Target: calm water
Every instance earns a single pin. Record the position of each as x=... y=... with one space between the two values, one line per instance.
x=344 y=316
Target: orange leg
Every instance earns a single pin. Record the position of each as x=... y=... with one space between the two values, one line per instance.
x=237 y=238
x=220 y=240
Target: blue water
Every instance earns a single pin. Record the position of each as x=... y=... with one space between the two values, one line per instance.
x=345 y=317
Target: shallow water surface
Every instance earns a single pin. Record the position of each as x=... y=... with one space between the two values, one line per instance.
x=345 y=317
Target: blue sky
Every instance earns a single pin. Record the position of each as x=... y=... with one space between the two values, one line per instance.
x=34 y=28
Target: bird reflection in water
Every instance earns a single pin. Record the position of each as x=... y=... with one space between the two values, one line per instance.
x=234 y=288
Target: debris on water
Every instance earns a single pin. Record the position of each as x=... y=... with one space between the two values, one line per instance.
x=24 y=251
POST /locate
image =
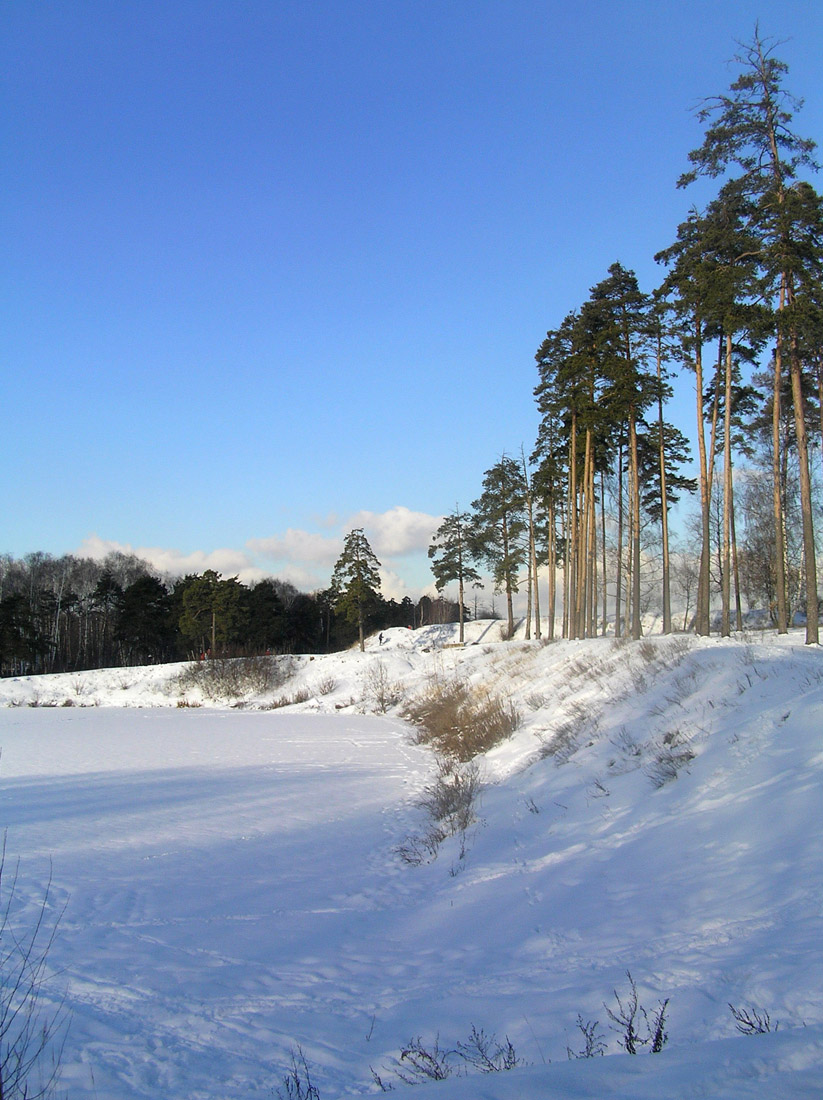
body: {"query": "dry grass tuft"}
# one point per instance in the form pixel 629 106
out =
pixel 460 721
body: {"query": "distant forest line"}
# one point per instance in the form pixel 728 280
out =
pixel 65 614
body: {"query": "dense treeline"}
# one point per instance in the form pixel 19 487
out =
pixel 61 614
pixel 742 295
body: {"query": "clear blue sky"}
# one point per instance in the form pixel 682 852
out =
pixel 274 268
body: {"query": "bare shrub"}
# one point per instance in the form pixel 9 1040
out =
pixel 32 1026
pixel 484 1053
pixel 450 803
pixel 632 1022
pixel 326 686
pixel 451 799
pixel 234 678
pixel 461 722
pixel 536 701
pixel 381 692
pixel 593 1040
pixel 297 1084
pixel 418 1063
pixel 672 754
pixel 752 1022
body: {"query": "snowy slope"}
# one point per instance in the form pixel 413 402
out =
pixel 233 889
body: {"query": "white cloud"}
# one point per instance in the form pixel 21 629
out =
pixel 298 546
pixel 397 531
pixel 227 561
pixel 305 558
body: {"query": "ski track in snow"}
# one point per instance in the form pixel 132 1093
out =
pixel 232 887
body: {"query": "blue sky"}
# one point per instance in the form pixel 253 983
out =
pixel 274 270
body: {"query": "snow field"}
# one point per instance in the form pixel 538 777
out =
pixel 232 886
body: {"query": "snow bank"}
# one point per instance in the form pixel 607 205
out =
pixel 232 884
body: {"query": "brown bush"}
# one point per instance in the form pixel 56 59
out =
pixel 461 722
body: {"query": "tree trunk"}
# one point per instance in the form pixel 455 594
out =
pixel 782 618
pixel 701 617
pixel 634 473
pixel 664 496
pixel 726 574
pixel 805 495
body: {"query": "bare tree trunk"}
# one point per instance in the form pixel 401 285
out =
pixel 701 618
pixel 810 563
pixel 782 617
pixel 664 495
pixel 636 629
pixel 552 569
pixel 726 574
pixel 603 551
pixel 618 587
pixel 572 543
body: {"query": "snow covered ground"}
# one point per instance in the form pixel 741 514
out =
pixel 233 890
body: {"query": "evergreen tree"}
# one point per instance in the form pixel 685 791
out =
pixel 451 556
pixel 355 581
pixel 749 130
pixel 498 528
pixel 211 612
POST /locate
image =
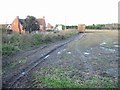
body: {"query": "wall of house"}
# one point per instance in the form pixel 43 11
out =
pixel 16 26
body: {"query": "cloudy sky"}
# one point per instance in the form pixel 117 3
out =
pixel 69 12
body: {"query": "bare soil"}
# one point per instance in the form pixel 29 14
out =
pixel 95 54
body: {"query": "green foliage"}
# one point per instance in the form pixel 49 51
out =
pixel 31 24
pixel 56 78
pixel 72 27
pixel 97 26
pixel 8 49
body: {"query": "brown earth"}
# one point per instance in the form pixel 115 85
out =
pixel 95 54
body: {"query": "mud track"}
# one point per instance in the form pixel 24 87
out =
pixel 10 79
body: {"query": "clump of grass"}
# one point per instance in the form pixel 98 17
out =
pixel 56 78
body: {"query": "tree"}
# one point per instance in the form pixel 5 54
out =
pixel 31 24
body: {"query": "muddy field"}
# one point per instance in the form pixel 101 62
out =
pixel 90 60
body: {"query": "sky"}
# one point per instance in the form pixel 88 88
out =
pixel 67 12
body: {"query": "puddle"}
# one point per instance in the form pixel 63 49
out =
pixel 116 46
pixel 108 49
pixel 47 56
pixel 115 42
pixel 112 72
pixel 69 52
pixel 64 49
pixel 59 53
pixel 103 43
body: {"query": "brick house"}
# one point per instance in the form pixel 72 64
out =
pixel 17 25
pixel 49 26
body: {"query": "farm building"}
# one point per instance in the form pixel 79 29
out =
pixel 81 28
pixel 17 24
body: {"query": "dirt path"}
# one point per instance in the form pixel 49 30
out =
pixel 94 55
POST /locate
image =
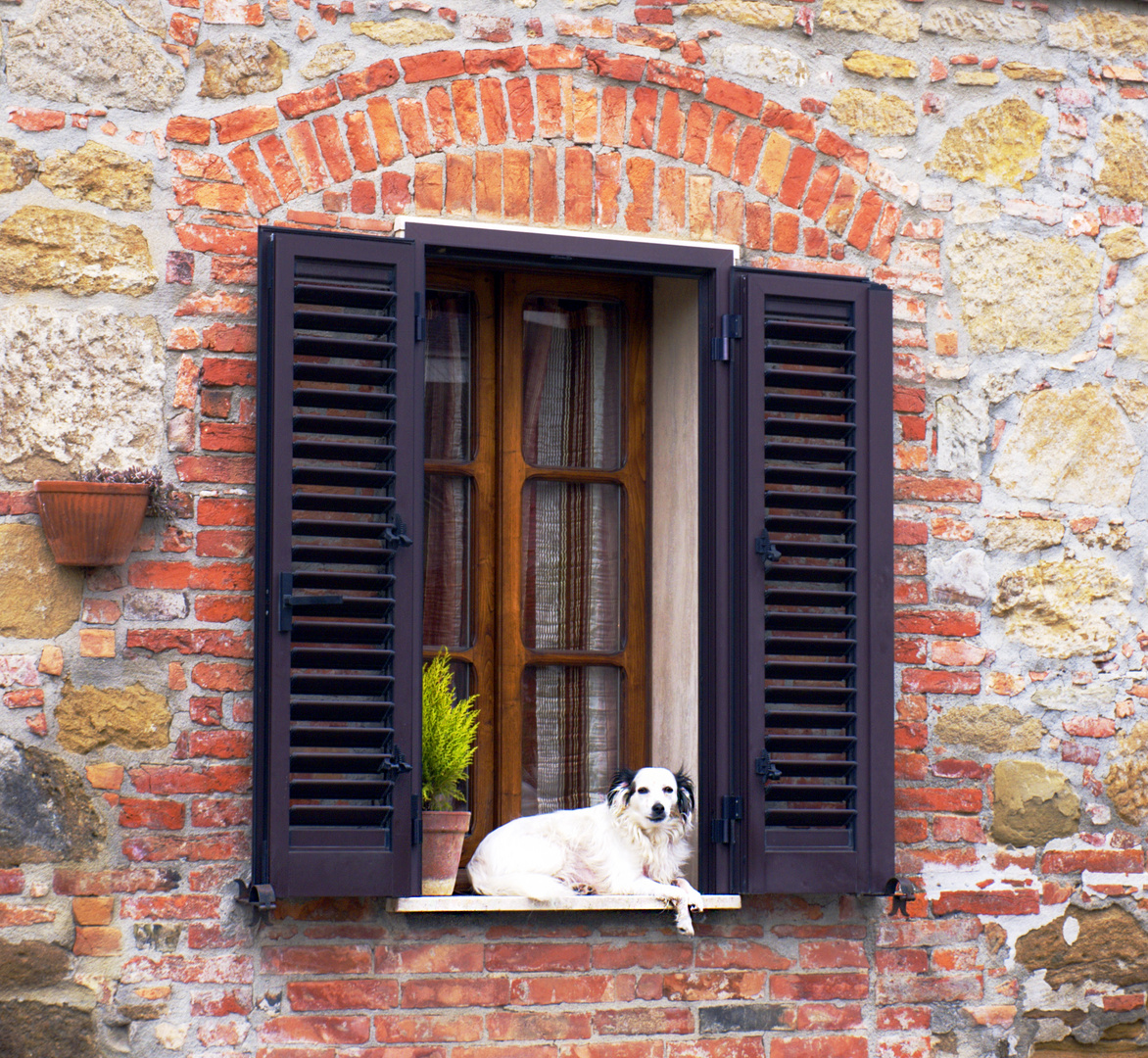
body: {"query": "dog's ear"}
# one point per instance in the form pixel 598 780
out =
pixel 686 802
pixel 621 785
********
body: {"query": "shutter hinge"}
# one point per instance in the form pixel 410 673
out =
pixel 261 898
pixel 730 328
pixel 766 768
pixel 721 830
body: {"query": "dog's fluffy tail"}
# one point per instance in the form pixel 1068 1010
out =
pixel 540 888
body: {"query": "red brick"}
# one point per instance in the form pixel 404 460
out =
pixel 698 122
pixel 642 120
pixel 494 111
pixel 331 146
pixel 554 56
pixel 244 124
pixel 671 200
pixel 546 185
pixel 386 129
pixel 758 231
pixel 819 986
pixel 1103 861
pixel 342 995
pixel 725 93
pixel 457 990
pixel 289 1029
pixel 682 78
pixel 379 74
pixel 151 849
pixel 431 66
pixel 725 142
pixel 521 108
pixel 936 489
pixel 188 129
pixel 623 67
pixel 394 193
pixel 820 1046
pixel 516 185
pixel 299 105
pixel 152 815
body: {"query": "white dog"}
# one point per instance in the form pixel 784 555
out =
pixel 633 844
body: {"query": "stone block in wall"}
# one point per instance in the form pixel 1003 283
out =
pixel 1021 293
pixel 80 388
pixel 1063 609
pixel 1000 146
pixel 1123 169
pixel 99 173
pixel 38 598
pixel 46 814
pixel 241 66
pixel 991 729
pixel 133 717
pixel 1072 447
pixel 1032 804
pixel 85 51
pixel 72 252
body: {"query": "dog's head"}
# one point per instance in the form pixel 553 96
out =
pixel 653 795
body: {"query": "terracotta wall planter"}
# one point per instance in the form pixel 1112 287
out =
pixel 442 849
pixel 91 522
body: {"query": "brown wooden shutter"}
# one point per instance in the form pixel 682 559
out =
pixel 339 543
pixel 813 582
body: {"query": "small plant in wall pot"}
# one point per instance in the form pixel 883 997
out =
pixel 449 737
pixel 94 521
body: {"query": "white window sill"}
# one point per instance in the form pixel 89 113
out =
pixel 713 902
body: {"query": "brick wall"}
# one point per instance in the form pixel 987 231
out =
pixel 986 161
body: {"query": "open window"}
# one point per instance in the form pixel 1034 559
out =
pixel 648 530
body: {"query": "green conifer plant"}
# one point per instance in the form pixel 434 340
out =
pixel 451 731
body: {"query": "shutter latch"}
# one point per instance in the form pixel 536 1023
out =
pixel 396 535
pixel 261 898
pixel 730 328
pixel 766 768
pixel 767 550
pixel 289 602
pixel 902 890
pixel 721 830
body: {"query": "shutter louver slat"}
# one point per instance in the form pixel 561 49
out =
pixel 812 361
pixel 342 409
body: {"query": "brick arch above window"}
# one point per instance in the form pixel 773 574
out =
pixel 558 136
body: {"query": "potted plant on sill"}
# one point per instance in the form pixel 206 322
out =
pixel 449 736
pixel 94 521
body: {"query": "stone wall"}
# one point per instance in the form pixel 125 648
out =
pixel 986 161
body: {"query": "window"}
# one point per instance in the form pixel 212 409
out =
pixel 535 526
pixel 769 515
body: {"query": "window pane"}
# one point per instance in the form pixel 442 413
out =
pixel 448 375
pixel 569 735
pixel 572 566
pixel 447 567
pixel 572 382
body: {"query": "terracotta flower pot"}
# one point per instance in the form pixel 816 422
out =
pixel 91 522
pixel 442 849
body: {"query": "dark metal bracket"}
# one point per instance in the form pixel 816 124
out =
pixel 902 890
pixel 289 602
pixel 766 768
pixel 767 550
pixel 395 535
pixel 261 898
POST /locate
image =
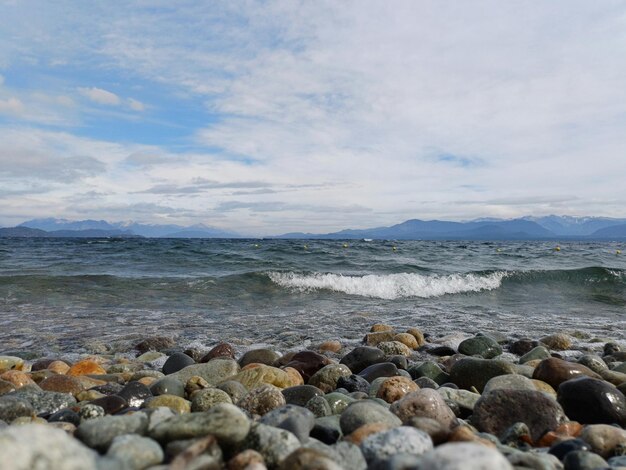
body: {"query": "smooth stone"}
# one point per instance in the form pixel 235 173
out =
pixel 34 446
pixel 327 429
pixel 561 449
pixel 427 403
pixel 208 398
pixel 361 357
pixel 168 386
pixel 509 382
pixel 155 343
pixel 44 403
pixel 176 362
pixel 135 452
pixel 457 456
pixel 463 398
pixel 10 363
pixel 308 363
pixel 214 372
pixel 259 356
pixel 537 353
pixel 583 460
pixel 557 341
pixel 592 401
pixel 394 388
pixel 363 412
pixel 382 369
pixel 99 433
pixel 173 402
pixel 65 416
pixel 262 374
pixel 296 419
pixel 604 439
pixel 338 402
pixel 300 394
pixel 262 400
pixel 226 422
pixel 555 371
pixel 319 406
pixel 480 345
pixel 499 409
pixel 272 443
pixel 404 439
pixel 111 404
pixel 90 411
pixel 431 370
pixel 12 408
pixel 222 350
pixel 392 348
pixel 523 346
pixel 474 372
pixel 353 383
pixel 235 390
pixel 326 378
********
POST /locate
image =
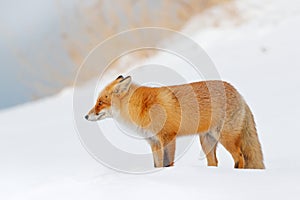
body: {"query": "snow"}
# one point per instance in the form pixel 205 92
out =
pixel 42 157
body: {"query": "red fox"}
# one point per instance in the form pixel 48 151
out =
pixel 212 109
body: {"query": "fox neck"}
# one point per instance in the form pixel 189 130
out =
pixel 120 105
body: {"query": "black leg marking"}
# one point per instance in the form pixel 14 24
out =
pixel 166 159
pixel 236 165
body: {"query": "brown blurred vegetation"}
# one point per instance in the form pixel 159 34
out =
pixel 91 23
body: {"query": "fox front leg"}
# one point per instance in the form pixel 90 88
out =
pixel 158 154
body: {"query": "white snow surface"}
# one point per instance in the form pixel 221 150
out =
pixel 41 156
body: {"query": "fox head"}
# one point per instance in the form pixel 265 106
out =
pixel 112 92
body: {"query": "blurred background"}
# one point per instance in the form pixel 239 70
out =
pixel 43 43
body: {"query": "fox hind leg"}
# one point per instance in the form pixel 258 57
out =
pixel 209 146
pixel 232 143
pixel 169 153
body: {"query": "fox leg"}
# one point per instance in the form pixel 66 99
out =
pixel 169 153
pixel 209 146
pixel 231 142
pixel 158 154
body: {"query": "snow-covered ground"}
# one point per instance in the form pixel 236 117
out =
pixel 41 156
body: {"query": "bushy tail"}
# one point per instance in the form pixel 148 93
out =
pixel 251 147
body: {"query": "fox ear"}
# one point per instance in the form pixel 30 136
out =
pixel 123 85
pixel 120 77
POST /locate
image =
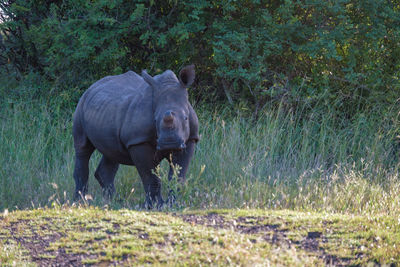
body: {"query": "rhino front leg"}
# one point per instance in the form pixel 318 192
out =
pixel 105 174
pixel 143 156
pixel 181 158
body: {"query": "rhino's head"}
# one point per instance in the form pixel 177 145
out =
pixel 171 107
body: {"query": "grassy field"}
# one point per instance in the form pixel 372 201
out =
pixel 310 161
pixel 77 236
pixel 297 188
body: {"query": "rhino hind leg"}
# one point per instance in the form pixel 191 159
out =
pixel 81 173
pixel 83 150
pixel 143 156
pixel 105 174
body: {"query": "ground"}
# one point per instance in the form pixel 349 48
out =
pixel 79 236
********
### WHAT YOU NEED TO DO
Within the listing above, the range opens at the line with "# one point per instance in the form pixel 88 88" and closes at the line with "# one point per instance in the form pixel 72 64". Reproduce exactly the lines of that range, including both ends.

### ANSWER TO THE EXERCISE
# one point per instance in the form pixel 88 88
out =
pixel 67 12
body: {"query": "puddle"}
# one point per instance in the form pixel 63 49
out =
pixel 116 46
pixel 108 49
pixel 47 56
pixel 115 42
pixel 112 72
pixel 69 52
pixel 64 49
pixel 59 53
pixel 103 43
body: {"query": "brick house"}
# one point per instance in the form pixel 72 64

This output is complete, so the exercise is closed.